What to work on:
- 1) In the excerpt about the Sickles gift cards, what did customers pay for a $10,000 gift card?
- 2) Translate this sentence from the excerpt about the Sickles gift cards into Spanish: "The Sickles gift cards are well known in this area."

+++ Excerpt +++

A complaint in Small Claims Court is viewed as a lawsuit, and a trial date for the matter has been scheduled for May 3 in Judge Owen McCarthy's courtroom in Monmouth County Superior Court. Sickles has been asked to physically appear in court to tell his side of the story, or else the judge will rule in favor of the Monmouth Beach woman.
Sickles did not respond when Patch asked him for a response for this article.
Sickles gift cards were a status symbol
The Sickles gift cards are well known in this area. For years now, Sickles sold customers expensive gift cards at steep discounts: Sickles sold $10,000 gift cards at 20 percent off, so customers paid $8,000. He sold $5,000 gift cards for $4,200, $3,000 gift cards for $2,600, $1,000 gift cards for $875, $500 gift cards for $450 and a $250 gift card at $20 off.

+++ Data records +++

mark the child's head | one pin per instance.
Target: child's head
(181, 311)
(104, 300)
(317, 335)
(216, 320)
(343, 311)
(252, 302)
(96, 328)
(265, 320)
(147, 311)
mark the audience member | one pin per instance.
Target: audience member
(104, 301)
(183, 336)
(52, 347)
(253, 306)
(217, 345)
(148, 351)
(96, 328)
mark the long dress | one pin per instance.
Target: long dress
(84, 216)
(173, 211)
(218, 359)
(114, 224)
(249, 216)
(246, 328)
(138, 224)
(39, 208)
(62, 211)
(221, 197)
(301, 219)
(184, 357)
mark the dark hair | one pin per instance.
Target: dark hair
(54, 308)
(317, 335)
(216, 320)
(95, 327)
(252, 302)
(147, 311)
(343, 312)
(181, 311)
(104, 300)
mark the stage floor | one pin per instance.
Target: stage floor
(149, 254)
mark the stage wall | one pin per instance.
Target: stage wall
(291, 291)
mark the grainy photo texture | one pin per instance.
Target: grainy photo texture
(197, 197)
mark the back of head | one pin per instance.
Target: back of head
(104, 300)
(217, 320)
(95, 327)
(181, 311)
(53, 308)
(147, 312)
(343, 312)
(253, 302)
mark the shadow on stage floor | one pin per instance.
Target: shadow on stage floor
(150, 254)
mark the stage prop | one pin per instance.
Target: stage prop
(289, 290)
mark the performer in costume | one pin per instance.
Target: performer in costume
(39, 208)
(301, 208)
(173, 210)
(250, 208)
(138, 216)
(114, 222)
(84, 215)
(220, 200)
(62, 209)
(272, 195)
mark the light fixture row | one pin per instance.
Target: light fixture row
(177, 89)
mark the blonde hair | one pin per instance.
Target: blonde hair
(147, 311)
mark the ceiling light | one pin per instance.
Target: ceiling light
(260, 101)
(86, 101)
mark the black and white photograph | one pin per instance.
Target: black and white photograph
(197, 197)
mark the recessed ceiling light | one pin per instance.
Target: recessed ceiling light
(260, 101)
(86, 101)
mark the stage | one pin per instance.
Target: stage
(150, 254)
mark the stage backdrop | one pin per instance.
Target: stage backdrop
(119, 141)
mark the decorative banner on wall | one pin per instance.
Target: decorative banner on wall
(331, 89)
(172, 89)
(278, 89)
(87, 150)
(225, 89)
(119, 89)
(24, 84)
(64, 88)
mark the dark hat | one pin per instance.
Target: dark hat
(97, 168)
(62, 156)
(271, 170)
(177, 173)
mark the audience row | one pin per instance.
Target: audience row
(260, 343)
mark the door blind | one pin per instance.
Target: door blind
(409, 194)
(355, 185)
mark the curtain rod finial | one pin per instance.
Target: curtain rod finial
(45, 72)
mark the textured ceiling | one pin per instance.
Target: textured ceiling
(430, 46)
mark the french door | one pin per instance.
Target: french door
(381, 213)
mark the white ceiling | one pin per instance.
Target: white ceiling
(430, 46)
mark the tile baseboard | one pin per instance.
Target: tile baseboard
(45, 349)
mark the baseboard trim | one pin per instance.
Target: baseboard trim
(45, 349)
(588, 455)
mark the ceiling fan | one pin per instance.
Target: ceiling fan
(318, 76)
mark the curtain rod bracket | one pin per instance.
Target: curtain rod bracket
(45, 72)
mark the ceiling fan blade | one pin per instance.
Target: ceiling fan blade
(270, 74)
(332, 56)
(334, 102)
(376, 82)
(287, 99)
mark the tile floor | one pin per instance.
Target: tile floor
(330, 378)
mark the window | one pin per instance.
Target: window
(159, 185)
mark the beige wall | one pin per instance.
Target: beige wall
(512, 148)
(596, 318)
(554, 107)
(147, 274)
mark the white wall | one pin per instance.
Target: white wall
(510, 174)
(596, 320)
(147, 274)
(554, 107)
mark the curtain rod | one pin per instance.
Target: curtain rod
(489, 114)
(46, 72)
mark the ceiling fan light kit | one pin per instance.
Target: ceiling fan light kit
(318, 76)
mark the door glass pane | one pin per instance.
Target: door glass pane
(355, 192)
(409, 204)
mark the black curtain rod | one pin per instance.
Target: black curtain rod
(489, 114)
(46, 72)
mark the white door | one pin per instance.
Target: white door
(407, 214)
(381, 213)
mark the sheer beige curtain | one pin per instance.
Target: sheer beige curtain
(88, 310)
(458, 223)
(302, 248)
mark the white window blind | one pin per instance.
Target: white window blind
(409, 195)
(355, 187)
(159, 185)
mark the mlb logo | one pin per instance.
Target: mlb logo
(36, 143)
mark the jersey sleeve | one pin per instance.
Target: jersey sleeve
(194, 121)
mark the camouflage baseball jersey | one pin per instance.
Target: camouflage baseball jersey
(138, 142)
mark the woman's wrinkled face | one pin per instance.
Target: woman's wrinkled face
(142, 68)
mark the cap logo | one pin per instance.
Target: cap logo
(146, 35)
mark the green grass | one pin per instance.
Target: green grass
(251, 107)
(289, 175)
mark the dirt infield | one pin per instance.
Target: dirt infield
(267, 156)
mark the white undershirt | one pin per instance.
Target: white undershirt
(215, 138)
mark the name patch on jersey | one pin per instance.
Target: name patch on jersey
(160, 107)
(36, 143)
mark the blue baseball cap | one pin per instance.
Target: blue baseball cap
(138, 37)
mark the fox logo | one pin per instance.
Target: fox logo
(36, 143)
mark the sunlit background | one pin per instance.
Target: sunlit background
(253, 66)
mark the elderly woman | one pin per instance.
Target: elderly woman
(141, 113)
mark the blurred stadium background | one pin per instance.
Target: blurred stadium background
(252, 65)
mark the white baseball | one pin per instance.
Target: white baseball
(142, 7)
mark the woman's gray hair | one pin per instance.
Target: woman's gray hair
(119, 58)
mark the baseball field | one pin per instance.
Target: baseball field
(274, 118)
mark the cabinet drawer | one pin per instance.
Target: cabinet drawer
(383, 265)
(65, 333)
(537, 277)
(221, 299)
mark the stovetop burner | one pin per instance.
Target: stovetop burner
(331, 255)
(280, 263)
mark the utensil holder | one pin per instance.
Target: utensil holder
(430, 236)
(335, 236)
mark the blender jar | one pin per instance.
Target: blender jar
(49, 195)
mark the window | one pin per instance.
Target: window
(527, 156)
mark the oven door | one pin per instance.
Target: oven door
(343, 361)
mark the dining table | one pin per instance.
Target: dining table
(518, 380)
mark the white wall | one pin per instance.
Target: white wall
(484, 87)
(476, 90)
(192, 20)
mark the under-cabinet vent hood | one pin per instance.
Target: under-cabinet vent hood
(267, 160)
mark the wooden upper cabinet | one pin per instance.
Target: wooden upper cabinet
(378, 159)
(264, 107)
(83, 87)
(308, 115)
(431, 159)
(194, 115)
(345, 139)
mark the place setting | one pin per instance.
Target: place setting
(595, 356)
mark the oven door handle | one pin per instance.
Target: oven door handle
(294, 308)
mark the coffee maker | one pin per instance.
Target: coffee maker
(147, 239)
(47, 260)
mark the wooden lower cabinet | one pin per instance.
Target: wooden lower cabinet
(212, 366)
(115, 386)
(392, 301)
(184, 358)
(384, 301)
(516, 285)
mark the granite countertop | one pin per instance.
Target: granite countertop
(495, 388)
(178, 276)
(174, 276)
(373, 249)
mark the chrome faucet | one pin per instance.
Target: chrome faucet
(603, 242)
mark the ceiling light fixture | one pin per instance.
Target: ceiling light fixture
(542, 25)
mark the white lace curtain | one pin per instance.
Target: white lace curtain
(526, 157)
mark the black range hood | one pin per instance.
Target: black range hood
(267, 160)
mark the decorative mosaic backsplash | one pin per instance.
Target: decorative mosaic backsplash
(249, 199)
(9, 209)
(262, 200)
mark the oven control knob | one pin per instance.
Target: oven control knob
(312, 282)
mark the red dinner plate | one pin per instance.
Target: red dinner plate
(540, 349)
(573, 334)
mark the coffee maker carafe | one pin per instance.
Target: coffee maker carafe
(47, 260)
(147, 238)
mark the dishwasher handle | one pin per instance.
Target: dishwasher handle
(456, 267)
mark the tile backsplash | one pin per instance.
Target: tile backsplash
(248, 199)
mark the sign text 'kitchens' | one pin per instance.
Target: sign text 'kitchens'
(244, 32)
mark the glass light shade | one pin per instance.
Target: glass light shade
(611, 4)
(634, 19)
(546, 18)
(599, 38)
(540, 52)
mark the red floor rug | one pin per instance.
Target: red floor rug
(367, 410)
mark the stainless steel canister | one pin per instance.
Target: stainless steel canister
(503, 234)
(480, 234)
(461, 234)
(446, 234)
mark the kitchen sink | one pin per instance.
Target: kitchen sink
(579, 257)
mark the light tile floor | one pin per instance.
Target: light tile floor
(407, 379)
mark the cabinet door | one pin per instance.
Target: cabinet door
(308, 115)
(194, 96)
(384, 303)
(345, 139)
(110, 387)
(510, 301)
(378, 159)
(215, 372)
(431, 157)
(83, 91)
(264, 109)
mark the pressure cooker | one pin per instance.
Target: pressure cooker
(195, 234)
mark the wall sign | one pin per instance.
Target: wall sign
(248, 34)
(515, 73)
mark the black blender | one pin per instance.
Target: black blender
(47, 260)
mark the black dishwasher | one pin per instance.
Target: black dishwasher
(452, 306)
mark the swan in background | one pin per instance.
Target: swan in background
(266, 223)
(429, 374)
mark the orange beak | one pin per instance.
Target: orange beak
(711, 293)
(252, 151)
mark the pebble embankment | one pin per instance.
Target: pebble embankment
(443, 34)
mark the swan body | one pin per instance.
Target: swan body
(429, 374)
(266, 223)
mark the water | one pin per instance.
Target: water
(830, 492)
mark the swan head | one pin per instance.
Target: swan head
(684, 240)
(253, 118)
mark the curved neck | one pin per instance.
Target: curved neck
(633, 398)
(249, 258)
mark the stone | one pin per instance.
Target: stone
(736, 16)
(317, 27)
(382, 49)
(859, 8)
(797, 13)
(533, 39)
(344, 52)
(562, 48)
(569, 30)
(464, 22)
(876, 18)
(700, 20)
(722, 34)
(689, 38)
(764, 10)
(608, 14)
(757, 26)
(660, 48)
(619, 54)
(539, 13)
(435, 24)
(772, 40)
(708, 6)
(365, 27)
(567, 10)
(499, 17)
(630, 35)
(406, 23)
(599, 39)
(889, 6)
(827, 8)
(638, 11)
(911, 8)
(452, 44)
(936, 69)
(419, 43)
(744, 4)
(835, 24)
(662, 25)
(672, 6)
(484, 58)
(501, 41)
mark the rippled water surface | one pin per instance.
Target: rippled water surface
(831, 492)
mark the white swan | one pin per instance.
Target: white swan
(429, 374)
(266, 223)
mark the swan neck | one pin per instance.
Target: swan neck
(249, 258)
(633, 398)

+++

Full solutions:
- 1) $8,000

- 2) Las tarjetas de regalo de Sickles son muy conocidas en esta zona.